- [Work to complete]: Count the lines below that contain the string "cushion", where uppercase and lowercase count as different. Reply with the number only.

- [Materials provided]:
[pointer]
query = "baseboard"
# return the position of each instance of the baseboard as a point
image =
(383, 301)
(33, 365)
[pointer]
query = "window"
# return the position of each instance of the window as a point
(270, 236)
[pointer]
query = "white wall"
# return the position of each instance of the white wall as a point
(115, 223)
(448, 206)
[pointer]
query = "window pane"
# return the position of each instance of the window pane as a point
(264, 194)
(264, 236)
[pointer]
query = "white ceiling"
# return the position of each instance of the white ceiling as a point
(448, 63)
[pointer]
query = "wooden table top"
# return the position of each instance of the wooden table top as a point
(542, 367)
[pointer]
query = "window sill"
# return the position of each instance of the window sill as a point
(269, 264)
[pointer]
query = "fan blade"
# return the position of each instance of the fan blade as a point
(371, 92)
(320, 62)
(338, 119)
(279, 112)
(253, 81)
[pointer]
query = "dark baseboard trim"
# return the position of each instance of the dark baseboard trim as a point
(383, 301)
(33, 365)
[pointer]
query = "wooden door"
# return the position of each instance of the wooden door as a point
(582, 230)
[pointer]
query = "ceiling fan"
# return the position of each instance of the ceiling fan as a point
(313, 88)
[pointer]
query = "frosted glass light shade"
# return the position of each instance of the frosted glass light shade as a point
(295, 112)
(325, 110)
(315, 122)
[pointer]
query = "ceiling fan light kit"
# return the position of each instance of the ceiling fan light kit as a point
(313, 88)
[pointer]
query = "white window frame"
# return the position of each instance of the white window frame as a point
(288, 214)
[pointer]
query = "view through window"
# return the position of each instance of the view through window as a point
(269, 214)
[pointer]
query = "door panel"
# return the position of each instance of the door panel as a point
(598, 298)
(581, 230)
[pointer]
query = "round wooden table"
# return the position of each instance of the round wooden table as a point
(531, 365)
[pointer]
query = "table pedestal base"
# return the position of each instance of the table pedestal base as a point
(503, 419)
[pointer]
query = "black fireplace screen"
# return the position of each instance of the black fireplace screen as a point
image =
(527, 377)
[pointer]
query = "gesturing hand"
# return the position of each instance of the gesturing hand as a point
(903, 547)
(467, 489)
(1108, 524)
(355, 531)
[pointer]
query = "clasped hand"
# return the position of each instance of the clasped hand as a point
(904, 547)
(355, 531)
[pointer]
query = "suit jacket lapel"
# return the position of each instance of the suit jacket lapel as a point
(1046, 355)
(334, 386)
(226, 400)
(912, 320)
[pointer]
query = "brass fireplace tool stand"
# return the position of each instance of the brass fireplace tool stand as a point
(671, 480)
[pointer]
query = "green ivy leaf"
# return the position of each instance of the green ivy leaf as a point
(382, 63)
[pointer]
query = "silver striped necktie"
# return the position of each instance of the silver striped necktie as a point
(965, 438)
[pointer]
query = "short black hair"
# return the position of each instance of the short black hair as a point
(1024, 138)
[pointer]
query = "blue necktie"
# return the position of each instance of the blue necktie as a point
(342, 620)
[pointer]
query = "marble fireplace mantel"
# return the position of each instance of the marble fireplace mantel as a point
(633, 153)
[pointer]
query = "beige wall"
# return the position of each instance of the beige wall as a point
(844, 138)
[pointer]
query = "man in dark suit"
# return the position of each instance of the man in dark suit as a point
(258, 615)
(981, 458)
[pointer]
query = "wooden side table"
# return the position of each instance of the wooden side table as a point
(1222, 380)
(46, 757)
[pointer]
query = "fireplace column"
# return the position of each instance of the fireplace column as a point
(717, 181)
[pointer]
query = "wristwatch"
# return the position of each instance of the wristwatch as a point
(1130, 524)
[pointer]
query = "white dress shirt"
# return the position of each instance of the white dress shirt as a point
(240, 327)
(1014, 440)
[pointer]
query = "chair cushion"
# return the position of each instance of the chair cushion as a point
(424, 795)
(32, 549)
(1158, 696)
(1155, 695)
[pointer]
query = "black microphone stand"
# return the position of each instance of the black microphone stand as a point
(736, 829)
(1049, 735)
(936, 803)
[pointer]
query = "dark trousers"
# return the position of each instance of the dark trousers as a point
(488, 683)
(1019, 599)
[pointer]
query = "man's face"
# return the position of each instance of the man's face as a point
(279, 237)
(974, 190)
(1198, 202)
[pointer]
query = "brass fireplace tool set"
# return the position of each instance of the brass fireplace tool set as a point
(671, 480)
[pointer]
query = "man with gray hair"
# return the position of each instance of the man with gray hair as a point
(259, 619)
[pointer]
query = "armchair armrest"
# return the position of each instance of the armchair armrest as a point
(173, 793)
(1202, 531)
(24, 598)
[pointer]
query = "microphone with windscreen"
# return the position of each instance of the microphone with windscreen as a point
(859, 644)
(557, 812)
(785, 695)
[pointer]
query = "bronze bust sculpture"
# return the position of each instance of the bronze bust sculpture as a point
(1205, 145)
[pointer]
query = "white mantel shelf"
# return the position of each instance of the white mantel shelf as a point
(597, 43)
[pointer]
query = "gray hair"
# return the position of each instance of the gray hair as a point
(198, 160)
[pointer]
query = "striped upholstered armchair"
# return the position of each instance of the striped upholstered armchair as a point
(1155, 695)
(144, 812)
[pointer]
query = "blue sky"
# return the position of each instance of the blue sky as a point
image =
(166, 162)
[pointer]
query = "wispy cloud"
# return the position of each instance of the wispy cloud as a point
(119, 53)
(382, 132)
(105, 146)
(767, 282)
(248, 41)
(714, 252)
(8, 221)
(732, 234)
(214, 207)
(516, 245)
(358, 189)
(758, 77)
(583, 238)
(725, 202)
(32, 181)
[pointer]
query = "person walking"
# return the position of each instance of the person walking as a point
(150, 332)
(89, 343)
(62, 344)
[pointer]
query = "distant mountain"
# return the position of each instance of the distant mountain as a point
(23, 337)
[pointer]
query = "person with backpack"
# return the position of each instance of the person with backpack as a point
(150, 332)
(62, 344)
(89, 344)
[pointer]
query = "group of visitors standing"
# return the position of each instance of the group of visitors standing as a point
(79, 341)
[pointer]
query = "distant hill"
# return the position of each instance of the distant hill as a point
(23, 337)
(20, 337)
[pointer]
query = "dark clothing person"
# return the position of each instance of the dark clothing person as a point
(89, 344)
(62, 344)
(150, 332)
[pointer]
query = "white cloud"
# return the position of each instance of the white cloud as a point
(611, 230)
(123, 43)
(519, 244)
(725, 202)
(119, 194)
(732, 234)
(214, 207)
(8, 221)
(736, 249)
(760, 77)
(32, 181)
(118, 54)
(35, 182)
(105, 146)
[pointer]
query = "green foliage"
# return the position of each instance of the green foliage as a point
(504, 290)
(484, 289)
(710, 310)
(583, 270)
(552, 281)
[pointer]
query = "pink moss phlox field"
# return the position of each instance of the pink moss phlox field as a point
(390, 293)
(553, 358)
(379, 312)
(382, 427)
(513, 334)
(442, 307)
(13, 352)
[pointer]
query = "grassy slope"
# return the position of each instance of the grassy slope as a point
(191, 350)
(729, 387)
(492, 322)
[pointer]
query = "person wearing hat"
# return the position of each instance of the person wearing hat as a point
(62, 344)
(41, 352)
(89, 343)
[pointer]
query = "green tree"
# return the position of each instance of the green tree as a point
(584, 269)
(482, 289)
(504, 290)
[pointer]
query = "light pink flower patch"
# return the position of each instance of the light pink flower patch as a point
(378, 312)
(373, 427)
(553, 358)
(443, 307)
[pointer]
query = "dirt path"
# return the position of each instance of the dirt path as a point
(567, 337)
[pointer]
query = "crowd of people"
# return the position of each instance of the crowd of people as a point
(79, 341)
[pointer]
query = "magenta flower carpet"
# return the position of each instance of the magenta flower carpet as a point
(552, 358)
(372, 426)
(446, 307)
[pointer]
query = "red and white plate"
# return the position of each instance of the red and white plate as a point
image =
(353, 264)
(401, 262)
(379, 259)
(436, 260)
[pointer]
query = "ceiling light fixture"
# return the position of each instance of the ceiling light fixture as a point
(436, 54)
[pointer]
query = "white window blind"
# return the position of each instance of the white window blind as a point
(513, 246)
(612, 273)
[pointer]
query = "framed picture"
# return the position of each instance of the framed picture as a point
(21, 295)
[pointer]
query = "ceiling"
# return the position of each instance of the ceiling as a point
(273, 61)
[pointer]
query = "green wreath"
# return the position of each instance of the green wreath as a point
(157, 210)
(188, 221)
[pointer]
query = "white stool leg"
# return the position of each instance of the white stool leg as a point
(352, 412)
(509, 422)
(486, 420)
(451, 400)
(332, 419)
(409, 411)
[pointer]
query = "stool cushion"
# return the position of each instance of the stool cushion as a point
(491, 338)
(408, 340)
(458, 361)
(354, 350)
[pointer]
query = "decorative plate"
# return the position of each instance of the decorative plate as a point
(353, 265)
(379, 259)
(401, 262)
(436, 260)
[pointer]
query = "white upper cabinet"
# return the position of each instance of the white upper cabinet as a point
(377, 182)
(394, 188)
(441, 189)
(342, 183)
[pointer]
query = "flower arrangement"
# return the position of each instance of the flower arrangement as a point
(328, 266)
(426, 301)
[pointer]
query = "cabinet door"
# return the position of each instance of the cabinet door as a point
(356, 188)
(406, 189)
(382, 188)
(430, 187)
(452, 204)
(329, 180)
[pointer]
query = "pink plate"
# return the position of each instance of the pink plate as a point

- [Output of the task]: 4